[Input records start]

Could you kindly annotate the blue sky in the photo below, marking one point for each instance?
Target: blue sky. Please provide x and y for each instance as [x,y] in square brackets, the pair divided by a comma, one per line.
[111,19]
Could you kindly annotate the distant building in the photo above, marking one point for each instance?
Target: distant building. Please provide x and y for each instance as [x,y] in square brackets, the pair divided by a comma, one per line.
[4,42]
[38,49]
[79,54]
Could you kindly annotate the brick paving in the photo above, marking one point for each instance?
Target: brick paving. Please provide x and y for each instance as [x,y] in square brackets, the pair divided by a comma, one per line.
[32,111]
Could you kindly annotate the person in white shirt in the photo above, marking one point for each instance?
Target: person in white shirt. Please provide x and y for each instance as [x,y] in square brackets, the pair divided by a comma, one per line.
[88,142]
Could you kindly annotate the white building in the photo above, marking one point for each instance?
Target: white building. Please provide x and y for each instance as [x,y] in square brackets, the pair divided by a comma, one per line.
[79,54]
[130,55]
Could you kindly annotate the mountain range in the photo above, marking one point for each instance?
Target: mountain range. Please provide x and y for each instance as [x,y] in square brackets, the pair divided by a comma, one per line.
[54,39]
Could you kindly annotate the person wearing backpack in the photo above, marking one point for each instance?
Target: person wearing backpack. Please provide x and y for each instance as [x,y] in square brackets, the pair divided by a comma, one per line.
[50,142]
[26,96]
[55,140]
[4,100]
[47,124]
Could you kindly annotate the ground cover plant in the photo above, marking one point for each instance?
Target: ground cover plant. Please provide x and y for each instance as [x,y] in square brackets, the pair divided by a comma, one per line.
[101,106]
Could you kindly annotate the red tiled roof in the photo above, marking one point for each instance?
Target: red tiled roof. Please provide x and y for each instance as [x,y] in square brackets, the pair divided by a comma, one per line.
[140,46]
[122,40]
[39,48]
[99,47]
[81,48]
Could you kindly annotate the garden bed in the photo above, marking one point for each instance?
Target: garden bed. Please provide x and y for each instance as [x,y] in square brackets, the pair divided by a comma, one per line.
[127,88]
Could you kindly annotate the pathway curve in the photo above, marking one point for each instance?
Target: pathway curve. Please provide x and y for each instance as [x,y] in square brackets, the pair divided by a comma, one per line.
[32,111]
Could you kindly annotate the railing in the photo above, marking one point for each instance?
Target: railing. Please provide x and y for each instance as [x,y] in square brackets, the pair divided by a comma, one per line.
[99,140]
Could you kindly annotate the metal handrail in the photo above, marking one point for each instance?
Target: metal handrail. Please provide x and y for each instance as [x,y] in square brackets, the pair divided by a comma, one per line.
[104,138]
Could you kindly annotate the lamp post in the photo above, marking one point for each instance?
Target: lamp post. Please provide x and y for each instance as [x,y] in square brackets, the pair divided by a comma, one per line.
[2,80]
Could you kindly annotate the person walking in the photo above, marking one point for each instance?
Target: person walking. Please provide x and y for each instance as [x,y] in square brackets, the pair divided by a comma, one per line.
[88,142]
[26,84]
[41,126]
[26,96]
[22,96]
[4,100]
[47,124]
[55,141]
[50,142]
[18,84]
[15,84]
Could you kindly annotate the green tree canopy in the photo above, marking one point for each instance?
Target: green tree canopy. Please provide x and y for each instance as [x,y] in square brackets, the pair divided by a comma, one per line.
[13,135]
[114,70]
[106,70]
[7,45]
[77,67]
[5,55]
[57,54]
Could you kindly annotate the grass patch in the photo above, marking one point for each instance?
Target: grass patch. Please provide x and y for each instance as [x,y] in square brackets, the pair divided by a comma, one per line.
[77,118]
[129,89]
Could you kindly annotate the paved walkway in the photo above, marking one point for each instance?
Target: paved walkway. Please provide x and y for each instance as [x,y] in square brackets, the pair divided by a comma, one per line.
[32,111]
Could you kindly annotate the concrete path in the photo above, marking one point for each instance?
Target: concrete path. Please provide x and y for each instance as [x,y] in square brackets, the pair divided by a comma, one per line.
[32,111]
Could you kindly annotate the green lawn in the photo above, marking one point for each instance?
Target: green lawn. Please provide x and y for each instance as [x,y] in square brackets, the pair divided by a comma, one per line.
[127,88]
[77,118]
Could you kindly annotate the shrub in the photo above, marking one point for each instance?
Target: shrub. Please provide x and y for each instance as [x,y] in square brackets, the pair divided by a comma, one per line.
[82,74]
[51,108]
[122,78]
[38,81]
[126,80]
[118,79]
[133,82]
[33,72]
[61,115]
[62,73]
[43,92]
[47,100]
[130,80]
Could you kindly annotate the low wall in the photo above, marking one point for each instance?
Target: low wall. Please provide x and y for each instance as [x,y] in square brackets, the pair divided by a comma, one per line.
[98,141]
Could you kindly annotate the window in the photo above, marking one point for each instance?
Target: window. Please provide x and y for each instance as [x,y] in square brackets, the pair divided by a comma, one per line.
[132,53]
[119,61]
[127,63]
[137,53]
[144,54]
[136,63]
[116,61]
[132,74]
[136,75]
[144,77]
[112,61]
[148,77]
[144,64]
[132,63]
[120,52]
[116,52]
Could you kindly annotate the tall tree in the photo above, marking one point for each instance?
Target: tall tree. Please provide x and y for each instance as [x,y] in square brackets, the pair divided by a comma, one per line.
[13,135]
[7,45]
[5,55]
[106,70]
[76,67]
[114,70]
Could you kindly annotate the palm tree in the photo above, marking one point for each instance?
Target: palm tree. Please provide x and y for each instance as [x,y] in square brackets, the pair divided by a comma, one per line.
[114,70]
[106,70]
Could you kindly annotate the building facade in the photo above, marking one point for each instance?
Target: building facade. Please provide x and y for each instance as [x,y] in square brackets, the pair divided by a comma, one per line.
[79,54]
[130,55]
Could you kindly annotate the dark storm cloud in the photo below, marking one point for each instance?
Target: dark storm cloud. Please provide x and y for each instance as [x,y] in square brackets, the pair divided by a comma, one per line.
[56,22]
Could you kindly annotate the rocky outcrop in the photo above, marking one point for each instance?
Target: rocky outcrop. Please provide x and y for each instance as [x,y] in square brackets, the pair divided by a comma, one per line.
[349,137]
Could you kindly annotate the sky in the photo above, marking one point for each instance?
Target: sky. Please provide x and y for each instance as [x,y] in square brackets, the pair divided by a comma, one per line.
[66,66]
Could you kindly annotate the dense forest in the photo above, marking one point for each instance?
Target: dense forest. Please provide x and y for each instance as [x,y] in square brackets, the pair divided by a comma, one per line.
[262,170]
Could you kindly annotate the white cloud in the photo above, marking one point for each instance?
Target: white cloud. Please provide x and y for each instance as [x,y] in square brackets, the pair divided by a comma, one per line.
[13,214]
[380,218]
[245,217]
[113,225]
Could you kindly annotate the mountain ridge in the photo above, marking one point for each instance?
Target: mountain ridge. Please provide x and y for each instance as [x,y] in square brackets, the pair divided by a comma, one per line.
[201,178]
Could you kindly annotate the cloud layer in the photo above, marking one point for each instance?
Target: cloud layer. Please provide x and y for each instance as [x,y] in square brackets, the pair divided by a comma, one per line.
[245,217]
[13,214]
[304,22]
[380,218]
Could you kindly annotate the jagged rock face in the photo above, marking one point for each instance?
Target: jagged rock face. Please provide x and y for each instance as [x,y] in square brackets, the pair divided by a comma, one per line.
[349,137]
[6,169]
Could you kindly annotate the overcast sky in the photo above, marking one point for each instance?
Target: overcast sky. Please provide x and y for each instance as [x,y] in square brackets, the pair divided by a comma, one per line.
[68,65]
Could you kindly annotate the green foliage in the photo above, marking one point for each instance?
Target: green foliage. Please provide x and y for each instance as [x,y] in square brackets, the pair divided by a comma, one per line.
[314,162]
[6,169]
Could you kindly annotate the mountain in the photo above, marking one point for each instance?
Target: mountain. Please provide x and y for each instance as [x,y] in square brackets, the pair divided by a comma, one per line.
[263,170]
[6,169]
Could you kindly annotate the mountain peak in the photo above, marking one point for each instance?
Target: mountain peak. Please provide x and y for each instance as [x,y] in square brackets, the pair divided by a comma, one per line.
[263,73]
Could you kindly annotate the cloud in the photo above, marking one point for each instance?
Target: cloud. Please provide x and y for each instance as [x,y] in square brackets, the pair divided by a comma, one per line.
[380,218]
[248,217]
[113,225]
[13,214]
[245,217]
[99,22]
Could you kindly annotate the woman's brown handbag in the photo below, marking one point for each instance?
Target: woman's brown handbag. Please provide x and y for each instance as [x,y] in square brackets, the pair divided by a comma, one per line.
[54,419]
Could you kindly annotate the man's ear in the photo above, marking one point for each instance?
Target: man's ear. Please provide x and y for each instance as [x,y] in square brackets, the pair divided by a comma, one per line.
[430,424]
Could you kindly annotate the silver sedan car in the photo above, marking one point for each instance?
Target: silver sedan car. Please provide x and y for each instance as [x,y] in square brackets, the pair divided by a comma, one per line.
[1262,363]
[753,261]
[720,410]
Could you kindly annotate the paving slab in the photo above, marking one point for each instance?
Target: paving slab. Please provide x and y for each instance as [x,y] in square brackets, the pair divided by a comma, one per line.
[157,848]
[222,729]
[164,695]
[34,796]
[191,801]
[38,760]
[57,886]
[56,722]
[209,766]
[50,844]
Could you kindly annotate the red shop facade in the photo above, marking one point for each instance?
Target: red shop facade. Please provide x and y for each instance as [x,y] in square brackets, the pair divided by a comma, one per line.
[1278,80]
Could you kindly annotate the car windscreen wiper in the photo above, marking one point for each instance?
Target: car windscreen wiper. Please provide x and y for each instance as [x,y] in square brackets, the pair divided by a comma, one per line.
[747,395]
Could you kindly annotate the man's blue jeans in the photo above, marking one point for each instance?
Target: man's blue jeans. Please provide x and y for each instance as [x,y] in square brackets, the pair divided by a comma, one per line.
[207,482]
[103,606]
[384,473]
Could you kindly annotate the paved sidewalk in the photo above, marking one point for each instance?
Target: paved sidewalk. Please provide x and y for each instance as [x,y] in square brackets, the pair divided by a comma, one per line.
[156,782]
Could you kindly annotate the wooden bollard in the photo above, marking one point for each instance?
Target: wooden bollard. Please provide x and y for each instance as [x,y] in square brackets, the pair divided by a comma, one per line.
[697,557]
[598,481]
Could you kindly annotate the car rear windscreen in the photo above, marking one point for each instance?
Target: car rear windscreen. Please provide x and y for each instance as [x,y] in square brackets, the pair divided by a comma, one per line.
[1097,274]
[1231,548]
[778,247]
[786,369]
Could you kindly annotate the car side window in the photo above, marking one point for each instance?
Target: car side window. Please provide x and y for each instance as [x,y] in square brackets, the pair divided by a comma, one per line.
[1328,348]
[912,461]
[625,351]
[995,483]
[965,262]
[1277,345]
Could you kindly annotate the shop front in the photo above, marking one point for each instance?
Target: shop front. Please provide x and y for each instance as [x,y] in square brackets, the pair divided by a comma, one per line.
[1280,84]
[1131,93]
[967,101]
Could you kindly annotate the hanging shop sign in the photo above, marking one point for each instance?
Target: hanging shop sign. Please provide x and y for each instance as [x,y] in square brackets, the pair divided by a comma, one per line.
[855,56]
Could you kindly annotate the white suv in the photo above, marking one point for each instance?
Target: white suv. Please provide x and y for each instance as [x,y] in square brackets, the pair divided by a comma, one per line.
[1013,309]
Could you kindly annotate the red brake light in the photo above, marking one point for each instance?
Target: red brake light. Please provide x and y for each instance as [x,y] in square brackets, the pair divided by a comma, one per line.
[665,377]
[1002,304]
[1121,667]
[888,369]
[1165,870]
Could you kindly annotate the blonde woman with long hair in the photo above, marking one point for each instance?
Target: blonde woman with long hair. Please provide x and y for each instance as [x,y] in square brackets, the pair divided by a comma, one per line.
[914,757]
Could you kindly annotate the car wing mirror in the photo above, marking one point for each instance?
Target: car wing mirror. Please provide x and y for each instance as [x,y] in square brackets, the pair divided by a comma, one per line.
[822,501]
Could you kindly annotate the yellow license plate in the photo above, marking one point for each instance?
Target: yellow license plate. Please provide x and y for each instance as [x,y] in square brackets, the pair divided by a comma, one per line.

[Input records end]

-- Set exercise --
From the "Could you kindly annotate the car wing" line to the close of the listing, restate each line word for word.

-- Reply --
Could you kindly annotate the car wing mirror in the photo above, marking one point for each instance?
Target: car wing mirror. Please provide x and y for each instance as [x,y] in square brackets, the pair divided by a comma, one per line.
[822,501]
Could you kindly annotate the yellow license plate in the photo above, marking one point for each instance?
Target: yellow license plate. Please provide x and y for each instance as [x,y] in square brackets, the pair divided by a comma, one per line.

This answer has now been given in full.